> _EXERCISE DETAILS_
Which lines of the records hold the string "lawn"? Report only how many of them there are.

> _LISTED ENTRIES_
<<<<
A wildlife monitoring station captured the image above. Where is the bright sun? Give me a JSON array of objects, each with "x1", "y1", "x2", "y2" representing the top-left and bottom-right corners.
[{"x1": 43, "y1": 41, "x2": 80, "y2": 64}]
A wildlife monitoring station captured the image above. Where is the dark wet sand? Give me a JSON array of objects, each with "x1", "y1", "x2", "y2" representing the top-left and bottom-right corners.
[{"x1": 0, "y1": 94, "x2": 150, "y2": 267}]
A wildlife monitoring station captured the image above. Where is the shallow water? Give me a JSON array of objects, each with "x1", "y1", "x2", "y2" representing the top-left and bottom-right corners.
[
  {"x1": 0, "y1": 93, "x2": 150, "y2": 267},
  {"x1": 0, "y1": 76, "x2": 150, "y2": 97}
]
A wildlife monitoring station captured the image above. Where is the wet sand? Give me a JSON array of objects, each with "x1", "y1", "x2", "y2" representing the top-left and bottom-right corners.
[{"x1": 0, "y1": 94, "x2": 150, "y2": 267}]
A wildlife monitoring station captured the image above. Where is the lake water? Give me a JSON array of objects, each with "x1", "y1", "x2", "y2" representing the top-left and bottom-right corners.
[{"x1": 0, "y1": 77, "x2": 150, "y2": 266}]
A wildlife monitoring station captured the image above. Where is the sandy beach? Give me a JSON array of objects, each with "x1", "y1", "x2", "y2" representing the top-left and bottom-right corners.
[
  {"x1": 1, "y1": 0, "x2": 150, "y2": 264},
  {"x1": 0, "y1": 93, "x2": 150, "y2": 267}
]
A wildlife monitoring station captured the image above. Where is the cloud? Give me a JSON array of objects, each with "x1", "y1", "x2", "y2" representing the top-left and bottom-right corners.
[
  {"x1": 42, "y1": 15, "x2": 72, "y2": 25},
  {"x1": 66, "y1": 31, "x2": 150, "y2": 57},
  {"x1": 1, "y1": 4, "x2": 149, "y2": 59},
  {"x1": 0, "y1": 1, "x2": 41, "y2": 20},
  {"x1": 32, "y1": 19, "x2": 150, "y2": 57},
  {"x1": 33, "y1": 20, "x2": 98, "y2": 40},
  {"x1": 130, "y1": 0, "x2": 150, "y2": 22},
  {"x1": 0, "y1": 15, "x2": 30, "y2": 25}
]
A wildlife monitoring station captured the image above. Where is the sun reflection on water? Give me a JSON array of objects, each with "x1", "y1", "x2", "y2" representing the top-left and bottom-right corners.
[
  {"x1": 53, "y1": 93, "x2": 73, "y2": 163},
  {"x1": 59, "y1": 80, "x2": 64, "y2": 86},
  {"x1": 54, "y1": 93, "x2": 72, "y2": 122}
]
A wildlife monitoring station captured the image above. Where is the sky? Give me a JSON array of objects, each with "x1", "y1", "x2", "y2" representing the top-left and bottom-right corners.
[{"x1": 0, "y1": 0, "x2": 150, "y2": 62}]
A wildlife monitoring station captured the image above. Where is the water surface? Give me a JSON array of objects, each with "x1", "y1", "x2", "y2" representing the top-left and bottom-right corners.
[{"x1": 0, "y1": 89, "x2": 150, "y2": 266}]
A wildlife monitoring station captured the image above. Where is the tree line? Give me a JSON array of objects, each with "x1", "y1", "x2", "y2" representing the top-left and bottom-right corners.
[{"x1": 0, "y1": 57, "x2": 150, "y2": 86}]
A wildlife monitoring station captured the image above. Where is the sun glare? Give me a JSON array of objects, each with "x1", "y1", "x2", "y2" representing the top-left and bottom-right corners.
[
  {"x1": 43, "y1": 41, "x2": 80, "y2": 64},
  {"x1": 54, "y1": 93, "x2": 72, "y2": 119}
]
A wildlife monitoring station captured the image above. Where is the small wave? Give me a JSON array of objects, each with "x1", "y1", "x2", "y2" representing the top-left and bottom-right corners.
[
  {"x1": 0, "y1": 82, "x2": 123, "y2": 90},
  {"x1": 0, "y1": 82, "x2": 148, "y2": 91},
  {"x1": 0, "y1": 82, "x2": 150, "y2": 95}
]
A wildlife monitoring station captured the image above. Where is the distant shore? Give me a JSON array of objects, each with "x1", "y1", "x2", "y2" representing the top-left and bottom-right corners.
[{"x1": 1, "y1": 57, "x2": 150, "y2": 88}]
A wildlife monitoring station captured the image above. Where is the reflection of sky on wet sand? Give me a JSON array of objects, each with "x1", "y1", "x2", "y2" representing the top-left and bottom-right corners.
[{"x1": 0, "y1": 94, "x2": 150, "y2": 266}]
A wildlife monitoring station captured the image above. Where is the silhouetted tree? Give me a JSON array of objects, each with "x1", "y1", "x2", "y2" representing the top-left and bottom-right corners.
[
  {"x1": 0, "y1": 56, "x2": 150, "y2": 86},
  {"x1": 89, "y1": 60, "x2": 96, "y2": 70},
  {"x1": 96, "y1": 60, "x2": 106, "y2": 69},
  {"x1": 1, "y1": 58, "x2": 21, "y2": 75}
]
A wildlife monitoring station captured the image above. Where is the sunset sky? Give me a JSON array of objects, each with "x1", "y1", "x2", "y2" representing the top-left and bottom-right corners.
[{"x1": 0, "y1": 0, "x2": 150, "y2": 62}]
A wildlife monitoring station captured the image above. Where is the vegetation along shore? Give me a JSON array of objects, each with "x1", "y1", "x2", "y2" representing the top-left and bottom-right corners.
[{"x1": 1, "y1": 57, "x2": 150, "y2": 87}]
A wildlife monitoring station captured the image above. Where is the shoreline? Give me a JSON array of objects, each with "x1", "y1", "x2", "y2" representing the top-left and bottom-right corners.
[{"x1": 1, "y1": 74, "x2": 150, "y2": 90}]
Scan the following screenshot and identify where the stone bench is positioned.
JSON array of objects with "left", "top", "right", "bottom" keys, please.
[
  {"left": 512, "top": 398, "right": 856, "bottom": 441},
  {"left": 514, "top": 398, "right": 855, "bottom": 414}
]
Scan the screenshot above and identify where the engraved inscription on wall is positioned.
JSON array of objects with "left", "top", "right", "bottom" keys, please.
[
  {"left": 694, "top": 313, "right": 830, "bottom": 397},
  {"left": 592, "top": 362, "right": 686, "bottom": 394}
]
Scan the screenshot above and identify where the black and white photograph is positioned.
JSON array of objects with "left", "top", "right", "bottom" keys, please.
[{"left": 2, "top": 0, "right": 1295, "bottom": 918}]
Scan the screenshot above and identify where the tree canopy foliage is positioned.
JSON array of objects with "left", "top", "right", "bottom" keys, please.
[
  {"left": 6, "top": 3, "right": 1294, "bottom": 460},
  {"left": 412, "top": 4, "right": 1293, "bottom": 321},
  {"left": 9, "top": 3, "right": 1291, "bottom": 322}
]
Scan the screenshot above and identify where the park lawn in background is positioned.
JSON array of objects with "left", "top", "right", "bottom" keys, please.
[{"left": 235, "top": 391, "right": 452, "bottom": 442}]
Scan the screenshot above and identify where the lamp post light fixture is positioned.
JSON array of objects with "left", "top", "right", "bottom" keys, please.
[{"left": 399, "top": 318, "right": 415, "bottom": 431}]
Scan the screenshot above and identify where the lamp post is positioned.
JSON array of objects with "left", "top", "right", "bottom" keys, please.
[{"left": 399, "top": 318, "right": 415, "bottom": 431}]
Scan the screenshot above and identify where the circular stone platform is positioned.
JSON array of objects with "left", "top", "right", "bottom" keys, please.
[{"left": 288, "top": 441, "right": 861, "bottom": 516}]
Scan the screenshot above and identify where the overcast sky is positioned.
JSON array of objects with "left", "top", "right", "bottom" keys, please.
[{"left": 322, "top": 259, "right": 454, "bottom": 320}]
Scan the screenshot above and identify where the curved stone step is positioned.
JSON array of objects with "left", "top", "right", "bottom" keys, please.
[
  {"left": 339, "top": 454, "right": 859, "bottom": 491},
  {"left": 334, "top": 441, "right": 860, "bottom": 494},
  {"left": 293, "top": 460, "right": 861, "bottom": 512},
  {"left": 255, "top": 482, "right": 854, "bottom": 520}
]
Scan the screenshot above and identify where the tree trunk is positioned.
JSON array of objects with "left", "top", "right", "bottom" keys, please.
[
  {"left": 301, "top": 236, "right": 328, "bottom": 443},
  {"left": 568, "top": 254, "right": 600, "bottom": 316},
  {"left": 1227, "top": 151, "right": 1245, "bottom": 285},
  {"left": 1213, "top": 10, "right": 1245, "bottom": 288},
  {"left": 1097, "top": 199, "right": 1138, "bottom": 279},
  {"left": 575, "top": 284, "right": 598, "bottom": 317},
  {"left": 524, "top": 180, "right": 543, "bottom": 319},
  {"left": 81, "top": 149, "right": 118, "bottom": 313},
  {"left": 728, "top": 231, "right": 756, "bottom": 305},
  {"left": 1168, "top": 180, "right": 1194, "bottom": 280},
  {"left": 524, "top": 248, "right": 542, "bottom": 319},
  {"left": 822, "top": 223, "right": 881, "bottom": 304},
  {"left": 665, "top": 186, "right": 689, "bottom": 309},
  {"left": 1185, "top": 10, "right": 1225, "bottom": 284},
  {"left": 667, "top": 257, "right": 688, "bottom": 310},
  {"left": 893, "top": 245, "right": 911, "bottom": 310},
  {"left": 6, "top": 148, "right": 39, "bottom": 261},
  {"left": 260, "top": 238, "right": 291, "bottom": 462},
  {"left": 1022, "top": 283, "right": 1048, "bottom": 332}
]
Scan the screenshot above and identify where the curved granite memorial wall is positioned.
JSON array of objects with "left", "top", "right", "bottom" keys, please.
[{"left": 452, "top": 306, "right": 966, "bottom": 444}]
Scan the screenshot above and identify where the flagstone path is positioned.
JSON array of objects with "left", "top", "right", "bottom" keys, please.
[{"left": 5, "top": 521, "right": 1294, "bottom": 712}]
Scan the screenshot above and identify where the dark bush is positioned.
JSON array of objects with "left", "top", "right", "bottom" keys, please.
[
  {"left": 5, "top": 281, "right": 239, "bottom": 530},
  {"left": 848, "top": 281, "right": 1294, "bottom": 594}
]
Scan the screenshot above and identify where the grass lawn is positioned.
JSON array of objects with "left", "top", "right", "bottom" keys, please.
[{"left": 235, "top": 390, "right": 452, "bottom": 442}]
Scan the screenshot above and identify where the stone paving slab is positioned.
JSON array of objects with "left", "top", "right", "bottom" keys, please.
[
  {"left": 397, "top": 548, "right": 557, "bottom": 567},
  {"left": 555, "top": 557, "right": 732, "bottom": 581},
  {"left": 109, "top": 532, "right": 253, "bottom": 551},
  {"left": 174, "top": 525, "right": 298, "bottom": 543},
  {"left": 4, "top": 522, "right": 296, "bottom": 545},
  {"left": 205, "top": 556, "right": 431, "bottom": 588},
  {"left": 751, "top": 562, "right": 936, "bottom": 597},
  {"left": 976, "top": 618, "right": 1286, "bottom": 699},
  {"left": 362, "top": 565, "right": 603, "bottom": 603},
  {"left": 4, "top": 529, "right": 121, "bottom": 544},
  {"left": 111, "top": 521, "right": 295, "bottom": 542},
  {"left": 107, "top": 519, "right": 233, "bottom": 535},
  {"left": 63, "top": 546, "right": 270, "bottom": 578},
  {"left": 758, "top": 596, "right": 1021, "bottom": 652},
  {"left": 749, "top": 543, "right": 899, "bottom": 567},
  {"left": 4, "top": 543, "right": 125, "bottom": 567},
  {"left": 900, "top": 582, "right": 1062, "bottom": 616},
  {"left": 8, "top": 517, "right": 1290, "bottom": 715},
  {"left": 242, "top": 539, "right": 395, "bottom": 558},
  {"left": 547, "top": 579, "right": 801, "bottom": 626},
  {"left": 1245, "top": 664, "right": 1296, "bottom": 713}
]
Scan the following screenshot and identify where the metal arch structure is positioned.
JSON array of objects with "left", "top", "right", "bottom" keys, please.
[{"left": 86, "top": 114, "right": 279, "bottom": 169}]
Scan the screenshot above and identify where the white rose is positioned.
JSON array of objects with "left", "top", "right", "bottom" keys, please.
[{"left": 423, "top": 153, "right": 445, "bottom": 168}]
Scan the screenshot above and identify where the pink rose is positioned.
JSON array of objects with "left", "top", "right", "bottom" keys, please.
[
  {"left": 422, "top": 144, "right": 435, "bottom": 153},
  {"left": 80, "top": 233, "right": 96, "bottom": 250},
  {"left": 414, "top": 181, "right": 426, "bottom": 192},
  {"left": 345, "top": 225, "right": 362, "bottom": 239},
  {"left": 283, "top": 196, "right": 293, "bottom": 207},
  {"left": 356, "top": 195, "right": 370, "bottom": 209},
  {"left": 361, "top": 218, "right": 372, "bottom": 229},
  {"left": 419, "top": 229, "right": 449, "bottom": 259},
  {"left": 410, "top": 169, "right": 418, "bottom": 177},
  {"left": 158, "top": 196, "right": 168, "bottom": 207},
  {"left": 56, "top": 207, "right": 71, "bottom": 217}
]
>>>>
> _SOLVED PROBLEM_
2